> **Qué debes hacer**
Responde brevemente, según el extracto sobre el compromiso por la justicia:
(a) ¿Cómo debe reconocerse la política, en vez de como un instrumento de poder y de organización?
(b) ¿Cuál es la primera tarea política?
(c) ¿Qué debería ser la primera necesidad política del Estado de Derecho?

> **Extracto proporcionado**
···
3. Compromiso por la justicia
El deber
fundamental y primario de la acción política y de los políticos es un
compromiso fundamental para servir al derecho y a la justicia. En el momento
histórico actual en el que el progreso científico le ha permitido al hombre
llegar a límites insospechados hasta hace pocas décadas atrás, adquirir un
compromiso por la justicia y encauzar —que no limitar— el progreso en todos sus
ámbitos hacia la paz social, la justicia y el bien común es una obligación
política ineludible.
La política no
puede ser un instrumento de poder y de organización, sino que debe reconocerse
como la búsqueda y consecución de la justicia en la sociedad. A este criterio
de la justicia se debe someter cualquier otro objetivo político de manera que
valorado con esta nueva luz no se permita su existencia si no contribuye a
hacer el mundo y la vida del hombre más justa.
Para conseguir
que el político —es decir, cualquier ciudadano— adquiera esta convicción por la
justicia es necesario que reciba la adecuada formación cultural y moral que le
permita al menos sospechar que la justicia es un valor a conseguir y que ese
valor además es objetivo y universal. Es necesario enseñar que la justicia no
es un capricho personal, sino una necesidad vital del hombre.
La primera tarea
política es el mismo hombre y su formación moral. De este objetivo dependerá el
éxito de cualquier. El respeto de la persona debe estar en el centro de las
instituciones y de las leyes para proponer objetivos políticos justos y
apropiados a la dignidad de la persona.
La primera
necesidad política del Estado de Derecho debería ser la capacidad de distinguir
el bien del mal[4] y así establecer un
verdadero derecho y servir a la justicia y la paz.
···
> **Datos de origen**
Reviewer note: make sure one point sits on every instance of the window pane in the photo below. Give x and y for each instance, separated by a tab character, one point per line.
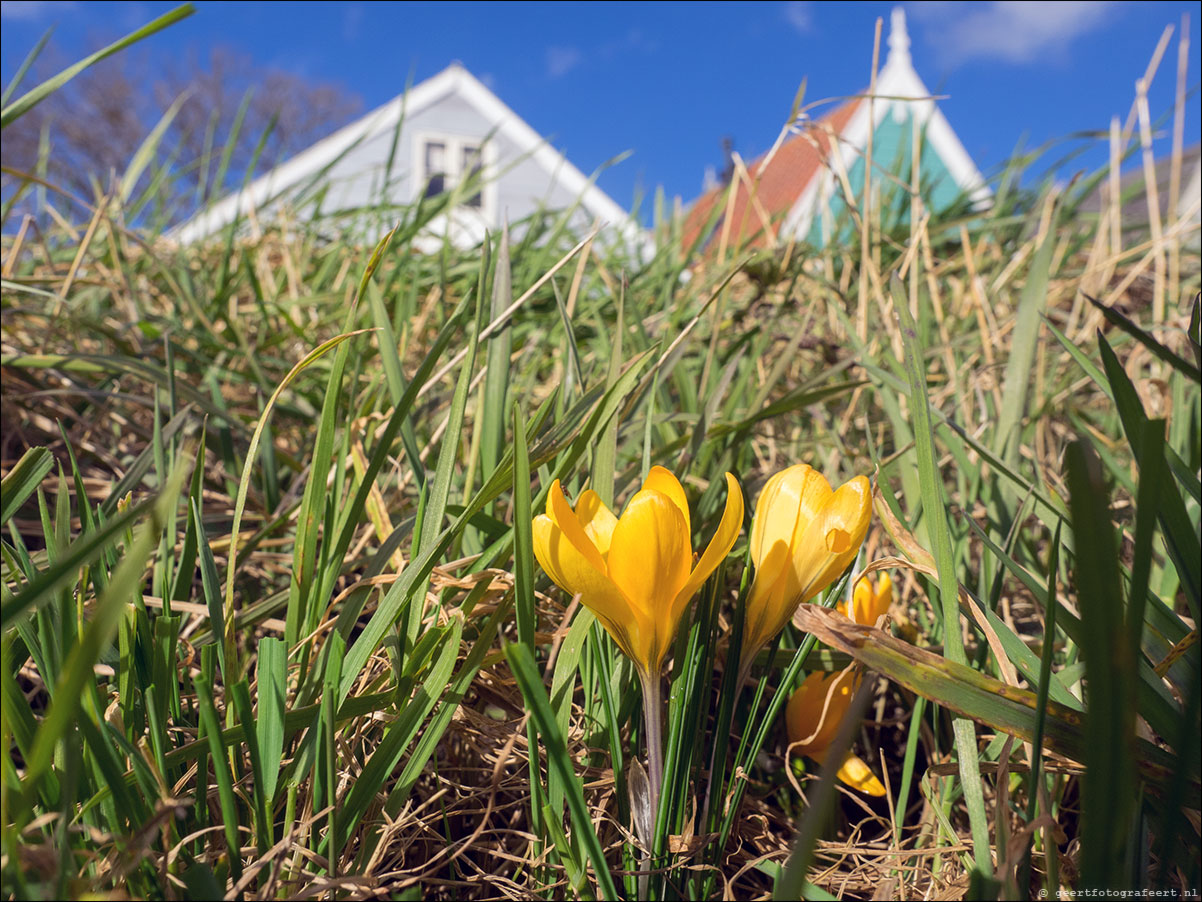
···
> **Respuesta esperada**
(a) Como la búsqueda y consecución de la justicia en la sociedad.
(b) El mismo hombre y su formación moral.
(c) La capacidad de distinguir el bien del mal.